> Goal of the exercise
Copy the data below exactly.

(Data items)
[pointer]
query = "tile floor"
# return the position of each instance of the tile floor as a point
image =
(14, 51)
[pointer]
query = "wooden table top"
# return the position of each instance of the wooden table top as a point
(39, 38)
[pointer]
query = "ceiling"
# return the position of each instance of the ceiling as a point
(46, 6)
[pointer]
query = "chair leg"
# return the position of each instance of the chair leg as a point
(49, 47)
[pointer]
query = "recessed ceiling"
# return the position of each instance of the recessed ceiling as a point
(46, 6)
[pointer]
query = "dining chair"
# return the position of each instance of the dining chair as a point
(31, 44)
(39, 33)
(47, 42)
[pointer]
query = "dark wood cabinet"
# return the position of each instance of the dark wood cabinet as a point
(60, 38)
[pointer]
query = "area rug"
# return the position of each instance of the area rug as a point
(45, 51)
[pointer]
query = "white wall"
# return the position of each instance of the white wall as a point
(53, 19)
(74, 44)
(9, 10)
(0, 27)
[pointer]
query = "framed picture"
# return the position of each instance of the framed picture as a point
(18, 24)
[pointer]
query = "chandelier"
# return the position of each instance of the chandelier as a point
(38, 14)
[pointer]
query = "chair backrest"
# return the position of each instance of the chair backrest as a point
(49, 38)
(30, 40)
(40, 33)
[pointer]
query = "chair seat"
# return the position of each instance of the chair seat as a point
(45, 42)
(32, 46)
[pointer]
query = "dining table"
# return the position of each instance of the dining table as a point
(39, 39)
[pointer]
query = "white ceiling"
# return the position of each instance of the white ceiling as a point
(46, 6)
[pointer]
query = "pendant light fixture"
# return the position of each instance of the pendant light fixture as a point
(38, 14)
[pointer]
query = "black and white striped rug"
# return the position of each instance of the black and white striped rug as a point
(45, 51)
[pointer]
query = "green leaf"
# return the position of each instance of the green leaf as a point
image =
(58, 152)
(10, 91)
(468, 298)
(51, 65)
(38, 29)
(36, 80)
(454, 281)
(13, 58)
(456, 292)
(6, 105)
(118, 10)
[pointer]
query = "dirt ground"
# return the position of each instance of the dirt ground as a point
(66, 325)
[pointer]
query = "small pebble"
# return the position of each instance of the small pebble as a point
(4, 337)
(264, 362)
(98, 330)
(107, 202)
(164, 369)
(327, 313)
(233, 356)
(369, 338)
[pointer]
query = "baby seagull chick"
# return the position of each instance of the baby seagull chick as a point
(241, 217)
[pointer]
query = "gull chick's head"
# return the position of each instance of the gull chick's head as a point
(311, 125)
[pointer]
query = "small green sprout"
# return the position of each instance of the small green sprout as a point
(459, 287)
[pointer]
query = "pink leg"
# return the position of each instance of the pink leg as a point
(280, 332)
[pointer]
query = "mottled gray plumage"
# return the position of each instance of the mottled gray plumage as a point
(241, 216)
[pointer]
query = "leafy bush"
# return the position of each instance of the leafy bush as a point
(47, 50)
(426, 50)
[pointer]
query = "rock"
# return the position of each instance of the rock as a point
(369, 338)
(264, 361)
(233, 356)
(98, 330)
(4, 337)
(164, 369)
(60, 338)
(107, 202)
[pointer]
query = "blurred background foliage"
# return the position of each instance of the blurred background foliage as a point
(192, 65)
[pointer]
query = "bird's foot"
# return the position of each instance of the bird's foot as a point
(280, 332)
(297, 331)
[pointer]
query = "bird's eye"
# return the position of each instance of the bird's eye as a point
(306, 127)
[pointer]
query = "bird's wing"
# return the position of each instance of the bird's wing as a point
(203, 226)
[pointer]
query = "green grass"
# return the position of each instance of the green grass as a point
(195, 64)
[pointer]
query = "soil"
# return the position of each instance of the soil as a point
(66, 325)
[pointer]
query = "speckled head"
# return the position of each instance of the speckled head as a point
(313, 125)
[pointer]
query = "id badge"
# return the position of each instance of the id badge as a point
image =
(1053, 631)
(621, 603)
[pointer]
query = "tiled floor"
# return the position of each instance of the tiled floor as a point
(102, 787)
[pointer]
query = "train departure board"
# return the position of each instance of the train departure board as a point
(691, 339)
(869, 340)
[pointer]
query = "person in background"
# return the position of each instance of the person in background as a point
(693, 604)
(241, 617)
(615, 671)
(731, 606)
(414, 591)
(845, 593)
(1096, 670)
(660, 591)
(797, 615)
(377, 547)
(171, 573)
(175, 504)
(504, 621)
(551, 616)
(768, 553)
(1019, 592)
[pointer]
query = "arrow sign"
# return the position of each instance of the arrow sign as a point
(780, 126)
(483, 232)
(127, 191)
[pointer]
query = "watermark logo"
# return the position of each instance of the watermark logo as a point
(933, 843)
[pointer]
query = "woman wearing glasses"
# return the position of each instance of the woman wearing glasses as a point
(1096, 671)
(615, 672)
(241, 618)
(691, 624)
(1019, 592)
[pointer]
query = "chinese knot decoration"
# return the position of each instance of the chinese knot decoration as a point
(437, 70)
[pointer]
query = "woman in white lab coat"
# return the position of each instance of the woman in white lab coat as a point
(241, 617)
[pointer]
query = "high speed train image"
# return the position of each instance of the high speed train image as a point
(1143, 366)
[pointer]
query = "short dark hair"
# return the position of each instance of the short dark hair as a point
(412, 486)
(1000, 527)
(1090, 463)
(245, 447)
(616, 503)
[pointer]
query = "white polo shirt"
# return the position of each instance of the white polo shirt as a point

> Full output
[pointer]
query = "tile floor"
# return the position of each instance of the tile floor as a point
image =
(14, 51)
[pointer]
query = "wooden table top"
# return the position of each instance of the wooden table top as a point
(39, 38)
[pointer]
query = "ceiling"
# return the position of each instance of the ceiling as a point
(46, 6)
[pointer]
query = "chair leg"
# return the position of each instance of the chair leg as a point
(49, 47)
[pointer]
query = "recessed ceiling"
# return the position of each instance of the recessed ceiling as a point
(46, 6)
[pointer]
query = "dining chair"
# return the position of each instance of the dining chair as a point
(31, 44)
(39, 33)
(47, 42)
[pointer]
query = "dark wood cabinet"
# return the position of each instance of the dark wood cabinet as a point
(60, 38)
[pointer]
query = "area rug"
# return the position of each instance of the area rug as a point
(45, 51)
[pointer]
query = "white wall"
# return the position of each instance of the white wall as a point
(53, 19)
(74, 44)
(9, 10)
(0, 27)
[pointer]
query = "framed picture"
# return the position of each instance of the framed picture as a point
(18, 24)
[pointer]
query = "chandelier"
# return the position of each instance of the chandelier as a point
(38, 14)
[pointer]
query = "chair backrest"
# return the position of each instance of the chair backrest as a point
(49, 38)
(30, 40)
(40, 33)
[pointer]
query = "chair seat"
# return the position of each instance of the chair seat as a point
(45, 42)
(32, 46)
[pointer]
query = "dining table"
# return the position of each instance of the dining table as a point
(39, 39)
[pointer]
query = "white ceiling"
# return the position of each instance of the white ceiling as a point
(46, 6)
[pointer]
query = "pendant light fixture"
# return the position of each instance of the pendant light fixture as a point
(38, 14)
[pointer]
query = "black and white striped rug"
# return the position of each instance of the black and white striped rug as a point
(45, 51)
[pointer]
query = "green leaf"
# return the position of each instance of the green leaf as a point
image =
(58, 152)
(10, 91)
(468, 298)
(51, 65)
(38, 29)
(36, 80)
(454, 281)
(13, 58)
(456, 292)
(6, 105)
(118, 10)
[pointer]
query = "dirt ground"
# return the position of each instance of the dirt ground as a point
(66, 325)
[pointer]
query = "small pebble"
# return the position of each instance of the small pebble as a point
(4, 337)
(264, 362)
(98, 330)
(107, 202)
(164, 369)
(327, 313)
(233, 356)
(369, 338)
[pointer]
query = "baby seagull chick"
# return the position of each instance of the baby seagull chick as a point
(241, 217)
[pointer]
query = "gull chick's head"
# return the position of each instance of the gull chick's head as a point
(311, 125)
[pointer]
query = "small green sprout"
# return the position of each instance of the small green sprout as a point
(459, 287)
[pointer]
query = "pink leg"
# return the position of each instance of the pink leg as a point
(280, 332)
[pointer]
query = "mottled gray plumage"
# return the position of each instance of the mottled gray plumage as a point
(241, 216)
[pointer]
query = "leafy bush"
# return the position of each instance of the leafy bush as a point
(47, 50)
(426, 50)
[pointer]
query = "rock"
# return the position of each instance of the rock as a point
(369, 338)
(264, 361)
(233, 356)
(98, 330)
(4, 337)
(164, 369)
(60, 338)
(107, 202)
[pointer]
query = "blurred background foliage"
# return the position of each instance of the blurred background foliage as a point
(192, 65)
[pointer]
query = "bird's foot"
# return the position of each instance of the bird's foot as a point
(280, 332)
(297, 331)
[pointer]
query = "bird's eye"
# return the position of each instance of the bird's eye as a point
(306, 127)
[pointer]
query = "bird's wing"
# return the position of each instance of the bird's wing as a point
(203, 226)
[pointer]
query = "green grass"
# return the position of each instance of the green grass as a point
(195, 64)
[pointer]
query = "soil"
# return the position of each instance of the soil as a point
(66, 325)
[pointer]
query = "speckled head"
# return the position of each instance of the speckled head as a point
(313, 125)
[pointer]
query = "id badge"
# return the position of each instance of the id badge as a point
image =
(1053, 631)
(621, 603)
[pointer]
query = "tiled floor"
# return the position of each instance of the tiled floor as a point
(102, 787)
[pointer]
query = "train departure board"
# return the position of each instance of the train departure board as a point
(691, 339)
(869, 340)
[pointer]
query = "person in background"
# return the position of each instance of the person in background as a point
(693, 604)
(241, 617)
(615, 671)
(731, 606)
(414, 591)
(845, 593)
(1096, 670)
(660, 591)
(797, 615)
(377, 547)
(171, 573)
(175, 504)
(504, 621)
(551, 616)
(768, 553)
(1019, 592)
[pointer]
query = "arrow sign"
# return the position of each instance of the arrow sign as a point
(780, 126)
(483, 232)
(127, 191)
[pointer]
query = "watermark logo"
# return the position of each instance of the watermark logo as a point
(933, 843)
[pointer]
query = "woman wearing glasses"
# return the position of each instance of the woman wearing glasses as a point
(1096, 671)
(615, 672)
(241, 618)
(691, 624)
(1019, 592)
[pointer]
query = "chinese knot decoration"
# return the position of each instance of the chinese knot decoration as a point
(437, 70)
[pointer]
query = "woman in white lab coat"
# return the position of each instance of the woman in white lab coat as a point
(241, 617)
[pointer]
query = "high speed train image"
# return the position of each instance of the high speed train image as a point
(1143, 366)
[pointer]
query = "short dark hair"
# return the position of each instance of the short dark hair as a point
(412, 486)
(1000, 527)
(1090, 463)
(245, 447)
(616, 503)
[pointer]
query = "white polo shirt"
# return the position of each instance of the white polo shirt as a point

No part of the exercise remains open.